-- Start of RECORDS PROVIDED --

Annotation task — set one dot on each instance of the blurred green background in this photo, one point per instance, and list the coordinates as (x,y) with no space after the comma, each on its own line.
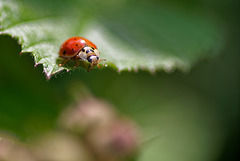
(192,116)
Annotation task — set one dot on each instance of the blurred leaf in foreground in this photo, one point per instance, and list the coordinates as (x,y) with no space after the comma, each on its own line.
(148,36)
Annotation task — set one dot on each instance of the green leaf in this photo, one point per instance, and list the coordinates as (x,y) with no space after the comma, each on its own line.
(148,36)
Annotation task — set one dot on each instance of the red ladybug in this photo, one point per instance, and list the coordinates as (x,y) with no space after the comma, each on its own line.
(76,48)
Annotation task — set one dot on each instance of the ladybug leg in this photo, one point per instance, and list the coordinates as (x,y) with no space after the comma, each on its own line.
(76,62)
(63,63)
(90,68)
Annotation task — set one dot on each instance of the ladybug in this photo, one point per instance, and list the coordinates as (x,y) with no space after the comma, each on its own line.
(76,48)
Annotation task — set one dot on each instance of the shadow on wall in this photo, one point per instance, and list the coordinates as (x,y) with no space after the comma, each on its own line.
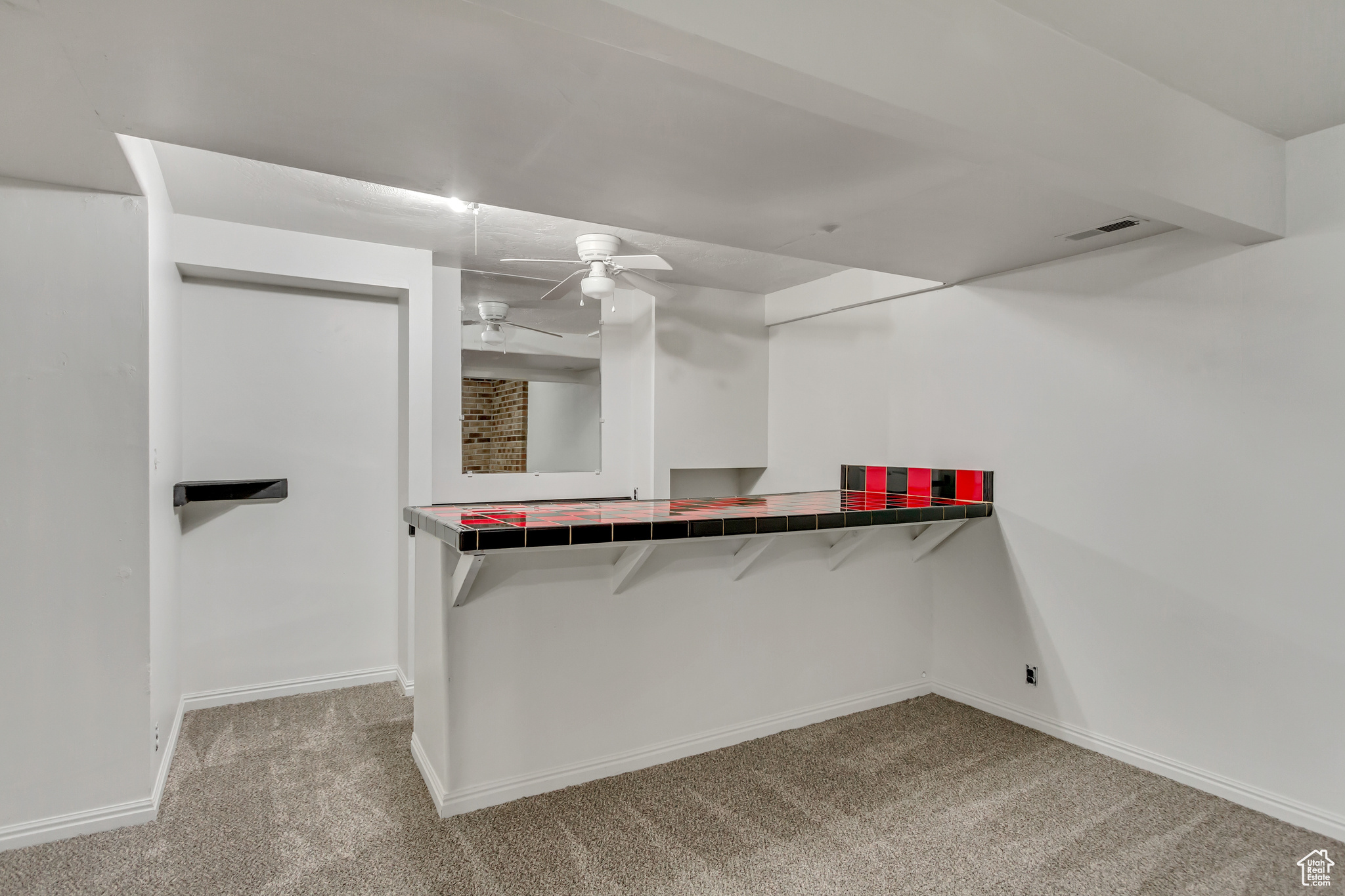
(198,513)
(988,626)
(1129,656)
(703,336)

-- End of RECORDS PROVIDED --
-- Start of RECORDS PROVIDED --

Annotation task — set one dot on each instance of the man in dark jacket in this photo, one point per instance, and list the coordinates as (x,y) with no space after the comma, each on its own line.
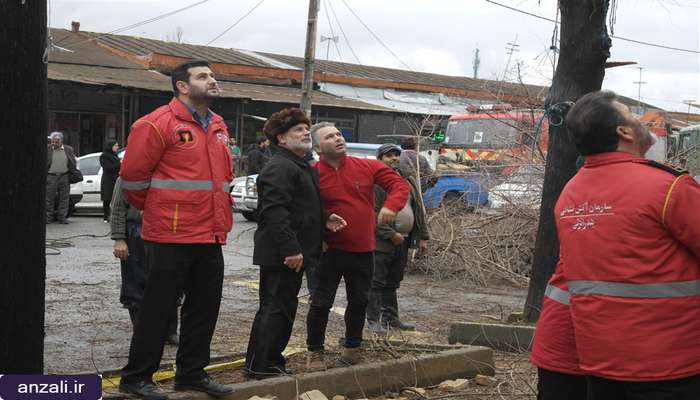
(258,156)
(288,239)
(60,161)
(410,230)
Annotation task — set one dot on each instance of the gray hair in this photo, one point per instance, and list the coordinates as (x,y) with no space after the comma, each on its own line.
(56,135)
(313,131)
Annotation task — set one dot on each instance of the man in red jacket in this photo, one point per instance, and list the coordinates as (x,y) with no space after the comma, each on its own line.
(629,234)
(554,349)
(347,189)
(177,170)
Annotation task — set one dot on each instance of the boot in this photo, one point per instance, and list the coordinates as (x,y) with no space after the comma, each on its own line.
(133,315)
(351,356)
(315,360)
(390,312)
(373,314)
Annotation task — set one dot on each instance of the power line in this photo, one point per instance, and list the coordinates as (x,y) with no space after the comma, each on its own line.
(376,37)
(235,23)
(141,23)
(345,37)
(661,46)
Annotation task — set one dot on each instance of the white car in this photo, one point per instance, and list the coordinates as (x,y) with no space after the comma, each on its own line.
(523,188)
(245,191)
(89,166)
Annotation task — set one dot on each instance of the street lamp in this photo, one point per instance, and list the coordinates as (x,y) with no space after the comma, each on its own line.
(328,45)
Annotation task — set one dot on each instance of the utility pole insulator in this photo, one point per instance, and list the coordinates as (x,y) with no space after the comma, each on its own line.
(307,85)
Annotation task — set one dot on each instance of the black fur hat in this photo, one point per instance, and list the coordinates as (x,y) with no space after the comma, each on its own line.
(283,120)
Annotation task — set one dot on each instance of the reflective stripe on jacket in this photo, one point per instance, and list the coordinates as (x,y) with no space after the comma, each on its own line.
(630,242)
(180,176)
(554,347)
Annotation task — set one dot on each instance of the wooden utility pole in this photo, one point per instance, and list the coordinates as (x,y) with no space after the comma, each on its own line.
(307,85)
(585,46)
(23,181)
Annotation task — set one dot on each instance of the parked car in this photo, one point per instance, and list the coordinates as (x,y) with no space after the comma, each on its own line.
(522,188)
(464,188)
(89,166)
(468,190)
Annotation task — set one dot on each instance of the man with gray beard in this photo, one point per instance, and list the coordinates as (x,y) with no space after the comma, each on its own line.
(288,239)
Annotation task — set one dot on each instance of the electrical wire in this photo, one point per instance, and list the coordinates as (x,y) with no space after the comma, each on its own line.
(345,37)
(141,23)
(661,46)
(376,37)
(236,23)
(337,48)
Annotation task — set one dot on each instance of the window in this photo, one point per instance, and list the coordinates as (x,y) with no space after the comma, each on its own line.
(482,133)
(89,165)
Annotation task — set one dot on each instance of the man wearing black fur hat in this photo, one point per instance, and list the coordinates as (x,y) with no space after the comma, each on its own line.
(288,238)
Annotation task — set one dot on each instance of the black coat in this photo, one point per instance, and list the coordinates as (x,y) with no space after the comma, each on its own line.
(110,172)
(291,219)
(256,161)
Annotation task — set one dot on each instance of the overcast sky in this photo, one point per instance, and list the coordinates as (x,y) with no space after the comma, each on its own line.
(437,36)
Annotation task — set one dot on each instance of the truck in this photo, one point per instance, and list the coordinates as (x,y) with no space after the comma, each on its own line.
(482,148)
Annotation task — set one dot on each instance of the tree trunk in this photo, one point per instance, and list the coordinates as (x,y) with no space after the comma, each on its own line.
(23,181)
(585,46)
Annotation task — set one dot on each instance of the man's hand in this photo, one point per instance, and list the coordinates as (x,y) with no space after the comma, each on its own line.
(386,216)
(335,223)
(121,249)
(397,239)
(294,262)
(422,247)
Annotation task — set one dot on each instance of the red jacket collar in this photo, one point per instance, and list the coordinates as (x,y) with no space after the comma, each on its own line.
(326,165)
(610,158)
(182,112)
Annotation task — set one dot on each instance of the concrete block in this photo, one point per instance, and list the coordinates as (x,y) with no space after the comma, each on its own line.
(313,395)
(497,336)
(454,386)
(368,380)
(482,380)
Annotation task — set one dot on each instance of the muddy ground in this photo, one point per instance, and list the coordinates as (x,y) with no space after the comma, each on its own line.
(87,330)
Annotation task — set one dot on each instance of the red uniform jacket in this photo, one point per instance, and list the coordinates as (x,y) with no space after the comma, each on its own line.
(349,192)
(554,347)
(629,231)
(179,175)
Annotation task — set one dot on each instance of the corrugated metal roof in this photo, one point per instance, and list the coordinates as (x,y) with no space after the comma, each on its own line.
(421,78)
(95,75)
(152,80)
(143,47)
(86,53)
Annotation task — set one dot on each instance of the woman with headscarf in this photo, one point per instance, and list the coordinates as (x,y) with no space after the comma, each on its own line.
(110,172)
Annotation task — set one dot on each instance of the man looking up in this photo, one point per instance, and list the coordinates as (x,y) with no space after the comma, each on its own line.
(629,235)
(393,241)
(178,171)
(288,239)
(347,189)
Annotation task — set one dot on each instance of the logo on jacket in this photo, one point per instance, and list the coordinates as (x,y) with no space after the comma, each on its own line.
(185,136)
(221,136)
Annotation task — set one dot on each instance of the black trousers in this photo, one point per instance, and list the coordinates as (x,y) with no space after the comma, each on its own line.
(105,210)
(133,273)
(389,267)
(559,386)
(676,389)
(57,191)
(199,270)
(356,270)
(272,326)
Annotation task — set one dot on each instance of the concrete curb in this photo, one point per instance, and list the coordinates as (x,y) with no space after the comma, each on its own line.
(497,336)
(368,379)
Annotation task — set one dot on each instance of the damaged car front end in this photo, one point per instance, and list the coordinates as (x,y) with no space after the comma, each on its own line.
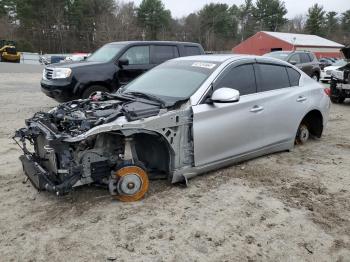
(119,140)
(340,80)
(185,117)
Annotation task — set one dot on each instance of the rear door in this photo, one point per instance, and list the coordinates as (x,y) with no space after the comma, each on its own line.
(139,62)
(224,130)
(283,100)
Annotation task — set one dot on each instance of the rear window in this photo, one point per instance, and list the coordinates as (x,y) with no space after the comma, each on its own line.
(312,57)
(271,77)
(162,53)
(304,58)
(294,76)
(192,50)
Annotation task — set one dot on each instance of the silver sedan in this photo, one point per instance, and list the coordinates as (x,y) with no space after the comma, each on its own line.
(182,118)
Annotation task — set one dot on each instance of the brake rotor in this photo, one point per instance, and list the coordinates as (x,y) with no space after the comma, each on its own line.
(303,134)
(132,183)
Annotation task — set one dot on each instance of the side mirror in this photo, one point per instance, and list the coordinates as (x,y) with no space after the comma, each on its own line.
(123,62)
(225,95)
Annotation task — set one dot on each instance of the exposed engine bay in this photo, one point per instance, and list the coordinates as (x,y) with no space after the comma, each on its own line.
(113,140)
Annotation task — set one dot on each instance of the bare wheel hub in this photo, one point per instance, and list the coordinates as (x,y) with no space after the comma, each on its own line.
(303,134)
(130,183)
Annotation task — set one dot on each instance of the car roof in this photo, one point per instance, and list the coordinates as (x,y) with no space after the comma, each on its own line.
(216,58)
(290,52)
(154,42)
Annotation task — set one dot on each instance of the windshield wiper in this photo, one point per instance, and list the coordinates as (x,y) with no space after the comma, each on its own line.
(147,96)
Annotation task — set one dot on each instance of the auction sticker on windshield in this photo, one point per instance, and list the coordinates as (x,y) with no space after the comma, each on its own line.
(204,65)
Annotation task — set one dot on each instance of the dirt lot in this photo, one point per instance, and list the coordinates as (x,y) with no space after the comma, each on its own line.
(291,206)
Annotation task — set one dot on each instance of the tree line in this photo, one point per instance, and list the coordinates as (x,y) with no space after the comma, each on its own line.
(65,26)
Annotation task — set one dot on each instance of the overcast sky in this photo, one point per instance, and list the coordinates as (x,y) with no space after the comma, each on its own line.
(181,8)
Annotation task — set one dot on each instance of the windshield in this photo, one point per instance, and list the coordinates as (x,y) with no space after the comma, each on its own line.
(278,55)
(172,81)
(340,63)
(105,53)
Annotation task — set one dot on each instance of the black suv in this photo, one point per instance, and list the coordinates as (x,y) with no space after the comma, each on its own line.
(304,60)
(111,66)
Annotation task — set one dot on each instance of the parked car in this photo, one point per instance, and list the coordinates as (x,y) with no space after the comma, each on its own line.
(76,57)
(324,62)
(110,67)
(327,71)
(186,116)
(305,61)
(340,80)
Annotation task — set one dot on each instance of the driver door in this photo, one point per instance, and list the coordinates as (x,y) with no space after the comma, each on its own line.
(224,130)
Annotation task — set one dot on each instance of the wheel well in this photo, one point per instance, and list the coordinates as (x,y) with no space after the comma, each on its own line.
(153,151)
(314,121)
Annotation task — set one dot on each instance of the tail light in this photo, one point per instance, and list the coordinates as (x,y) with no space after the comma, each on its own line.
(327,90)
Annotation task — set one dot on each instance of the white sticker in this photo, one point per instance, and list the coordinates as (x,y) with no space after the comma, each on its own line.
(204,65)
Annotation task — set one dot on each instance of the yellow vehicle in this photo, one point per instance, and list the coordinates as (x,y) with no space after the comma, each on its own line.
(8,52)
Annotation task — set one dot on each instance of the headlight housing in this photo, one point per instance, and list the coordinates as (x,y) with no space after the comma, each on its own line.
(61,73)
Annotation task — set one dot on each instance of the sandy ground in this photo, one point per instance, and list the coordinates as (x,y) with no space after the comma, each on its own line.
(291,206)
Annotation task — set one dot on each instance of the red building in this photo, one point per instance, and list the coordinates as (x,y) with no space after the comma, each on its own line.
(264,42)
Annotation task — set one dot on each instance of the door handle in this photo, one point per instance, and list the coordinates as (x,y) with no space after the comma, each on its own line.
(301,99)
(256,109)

-- End of RECORDS PROVIDED --
-- Start of RECORDS PROVIDED --

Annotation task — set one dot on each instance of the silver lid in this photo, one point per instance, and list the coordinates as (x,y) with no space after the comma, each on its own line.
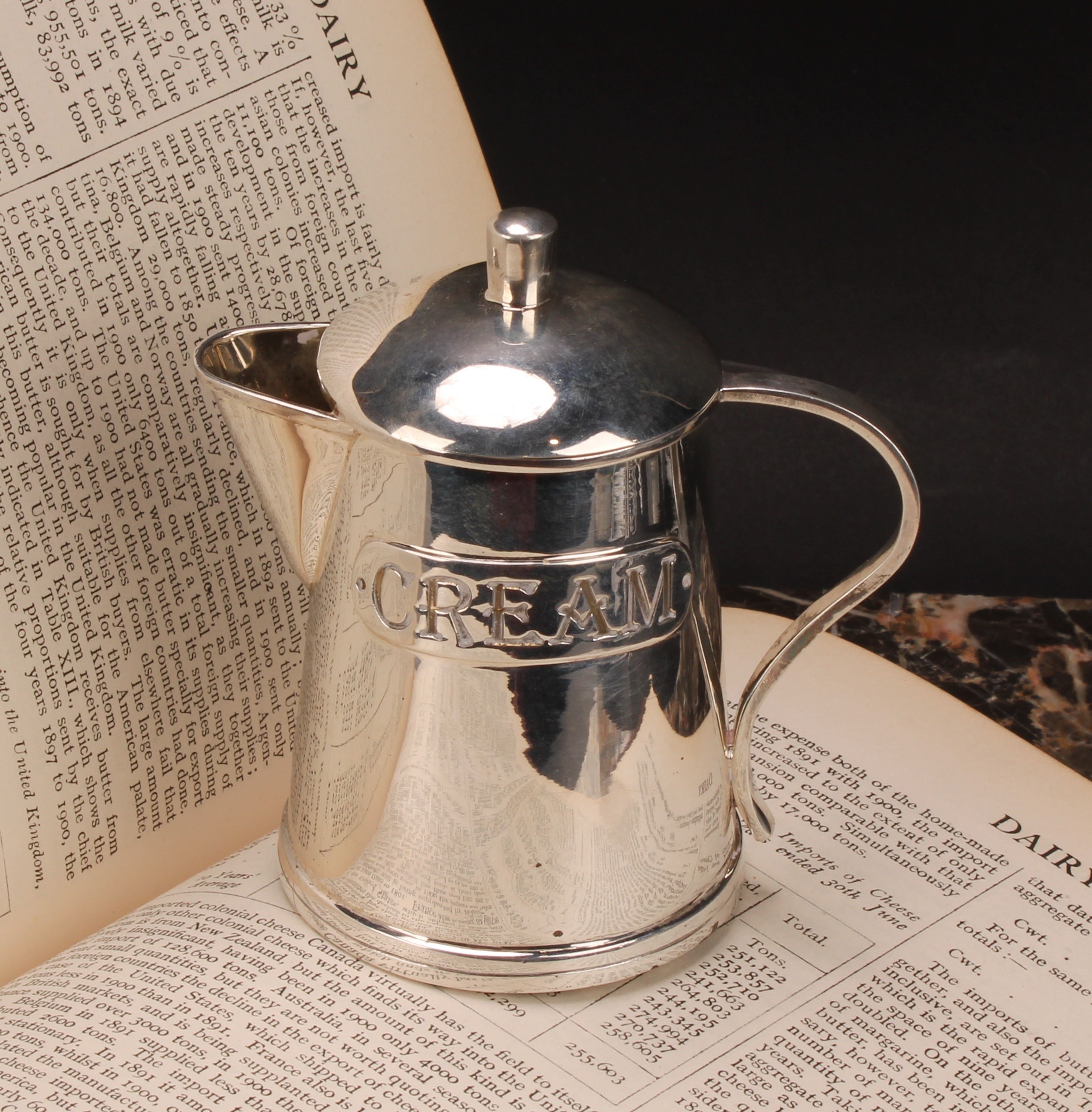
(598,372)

-- End of RECORDS PROVIDED --

- **STATED PROBLEM**:
Show each line above that contains the word "damaged", copied in full, and match its case exactly.

- **TASK OUTPUT**:
Annotation task — set one dot on each instance of the damaged car front end in this photo, one point per instance, and list the coordinates as (x,y) with no space after the comma, each on its own line.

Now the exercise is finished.